■ O que fazer: De acordo com o trecho fornecido, em que data foi julgada a Ação Penal (AP) 937?

■ Trecho fornecido:
....

O que tem em comum o debate do “foro privilegiado” de Flávio Bolsonaro e Marquinho Mendes?

Decisão do Tribunal de Justiça do Rio de Janeiro concedeu Habeas Corpus ao senador Flávio Bolsonaro (Republicanos-RJ), fixando a segunda instância como foro competente no “caso Queiroz”, ao fundamento de que na época dos fatos ele exercia o cargo de deputado estadual. Com a decisão, as investigações saem da 27ª Vara Criminal do TJ carioca e passam para Órgão Especial do tribunal. Importante destacar, porém, que essa decisão está na contramão de tese firmada pelo Supremo Tribunal Federal.

Isso porque no julgamento da Ação Penal (AP) 937, em 3 de maio de 2018, em que o réu era o então deputado federal Marquinho Mendes (de Cabo Frio) seguindo o voto do relator Roberto Barroso, houve substancial alteração do entendimento em relação ao alcance do foro privilegiado, atrelado aos casos envolvendo deputados federais e senadores, posteriormente estendido para ministros de Estado e governadores.

....

■ Dados brutos:
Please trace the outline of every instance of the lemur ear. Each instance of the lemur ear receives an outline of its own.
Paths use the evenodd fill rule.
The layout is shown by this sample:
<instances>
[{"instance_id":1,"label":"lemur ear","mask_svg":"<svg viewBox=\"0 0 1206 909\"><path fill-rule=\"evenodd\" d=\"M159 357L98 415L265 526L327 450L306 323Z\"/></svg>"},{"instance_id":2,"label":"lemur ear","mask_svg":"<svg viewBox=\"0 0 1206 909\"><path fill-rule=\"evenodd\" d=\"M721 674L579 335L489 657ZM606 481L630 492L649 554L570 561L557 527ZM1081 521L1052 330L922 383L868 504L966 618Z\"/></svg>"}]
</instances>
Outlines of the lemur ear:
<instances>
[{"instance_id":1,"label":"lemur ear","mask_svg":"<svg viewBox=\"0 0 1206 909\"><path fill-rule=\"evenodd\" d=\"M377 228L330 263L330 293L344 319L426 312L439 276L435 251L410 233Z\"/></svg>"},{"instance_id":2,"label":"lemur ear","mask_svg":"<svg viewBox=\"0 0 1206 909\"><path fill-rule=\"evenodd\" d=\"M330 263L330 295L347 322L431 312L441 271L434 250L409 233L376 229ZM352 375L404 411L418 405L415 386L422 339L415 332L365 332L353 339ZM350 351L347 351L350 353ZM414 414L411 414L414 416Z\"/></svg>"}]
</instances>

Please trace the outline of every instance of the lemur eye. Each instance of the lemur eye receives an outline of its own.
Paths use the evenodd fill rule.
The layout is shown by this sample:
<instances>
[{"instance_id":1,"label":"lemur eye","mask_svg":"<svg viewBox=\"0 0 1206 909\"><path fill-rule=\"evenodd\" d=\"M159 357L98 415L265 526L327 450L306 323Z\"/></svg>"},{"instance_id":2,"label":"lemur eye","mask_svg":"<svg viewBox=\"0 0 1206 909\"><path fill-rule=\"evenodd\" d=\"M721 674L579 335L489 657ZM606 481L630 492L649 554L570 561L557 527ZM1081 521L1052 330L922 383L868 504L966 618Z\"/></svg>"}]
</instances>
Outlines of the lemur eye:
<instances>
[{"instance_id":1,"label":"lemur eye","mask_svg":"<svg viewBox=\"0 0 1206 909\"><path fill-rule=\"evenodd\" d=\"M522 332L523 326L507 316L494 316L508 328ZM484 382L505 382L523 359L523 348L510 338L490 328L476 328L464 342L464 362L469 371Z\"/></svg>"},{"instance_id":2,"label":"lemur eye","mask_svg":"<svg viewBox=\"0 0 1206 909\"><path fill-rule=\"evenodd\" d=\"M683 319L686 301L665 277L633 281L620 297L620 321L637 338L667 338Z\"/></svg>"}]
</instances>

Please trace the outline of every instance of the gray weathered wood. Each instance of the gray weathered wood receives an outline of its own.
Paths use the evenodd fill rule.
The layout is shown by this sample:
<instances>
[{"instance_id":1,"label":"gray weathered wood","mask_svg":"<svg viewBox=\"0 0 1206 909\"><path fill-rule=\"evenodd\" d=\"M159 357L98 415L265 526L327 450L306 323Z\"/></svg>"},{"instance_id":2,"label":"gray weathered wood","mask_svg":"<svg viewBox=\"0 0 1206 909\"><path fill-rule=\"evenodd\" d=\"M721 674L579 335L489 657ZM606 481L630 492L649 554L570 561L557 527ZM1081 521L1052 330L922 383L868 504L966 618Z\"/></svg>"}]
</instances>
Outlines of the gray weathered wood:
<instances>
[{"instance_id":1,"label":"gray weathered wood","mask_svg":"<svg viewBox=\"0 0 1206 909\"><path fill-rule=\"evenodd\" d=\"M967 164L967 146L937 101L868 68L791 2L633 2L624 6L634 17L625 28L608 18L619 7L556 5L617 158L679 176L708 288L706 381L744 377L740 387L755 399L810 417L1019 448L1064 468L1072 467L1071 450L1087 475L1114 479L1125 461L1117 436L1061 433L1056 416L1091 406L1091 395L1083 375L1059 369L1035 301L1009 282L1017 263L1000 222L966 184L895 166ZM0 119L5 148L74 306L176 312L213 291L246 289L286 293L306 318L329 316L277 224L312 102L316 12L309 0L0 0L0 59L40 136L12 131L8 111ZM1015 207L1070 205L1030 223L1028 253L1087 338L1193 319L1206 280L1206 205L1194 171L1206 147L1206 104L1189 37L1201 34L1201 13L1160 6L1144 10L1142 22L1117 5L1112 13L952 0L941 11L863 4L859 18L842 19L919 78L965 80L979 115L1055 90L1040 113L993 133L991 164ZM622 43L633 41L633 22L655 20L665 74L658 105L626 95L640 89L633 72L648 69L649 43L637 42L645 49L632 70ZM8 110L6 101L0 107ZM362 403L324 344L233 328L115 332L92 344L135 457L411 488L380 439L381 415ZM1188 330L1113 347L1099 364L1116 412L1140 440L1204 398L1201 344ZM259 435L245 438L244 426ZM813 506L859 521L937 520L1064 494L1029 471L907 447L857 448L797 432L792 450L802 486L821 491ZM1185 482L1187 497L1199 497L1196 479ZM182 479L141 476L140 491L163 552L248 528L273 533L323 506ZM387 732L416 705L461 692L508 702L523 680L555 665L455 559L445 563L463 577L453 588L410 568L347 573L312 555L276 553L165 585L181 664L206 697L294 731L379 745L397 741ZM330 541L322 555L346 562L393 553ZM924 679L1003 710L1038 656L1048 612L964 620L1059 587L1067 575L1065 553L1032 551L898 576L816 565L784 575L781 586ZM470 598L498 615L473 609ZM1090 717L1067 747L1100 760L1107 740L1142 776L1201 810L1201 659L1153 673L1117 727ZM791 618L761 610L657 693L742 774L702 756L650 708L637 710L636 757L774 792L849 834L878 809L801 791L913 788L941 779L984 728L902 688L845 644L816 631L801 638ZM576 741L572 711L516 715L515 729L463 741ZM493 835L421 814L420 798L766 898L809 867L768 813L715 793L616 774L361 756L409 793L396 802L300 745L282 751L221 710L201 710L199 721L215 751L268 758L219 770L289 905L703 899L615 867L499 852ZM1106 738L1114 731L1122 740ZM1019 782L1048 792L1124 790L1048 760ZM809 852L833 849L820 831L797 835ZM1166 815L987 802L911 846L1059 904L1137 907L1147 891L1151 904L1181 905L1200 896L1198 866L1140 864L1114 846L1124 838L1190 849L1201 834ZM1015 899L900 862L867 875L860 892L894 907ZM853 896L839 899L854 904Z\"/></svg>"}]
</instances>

....

■ Resposta completa: Em 3 de maio de 2018.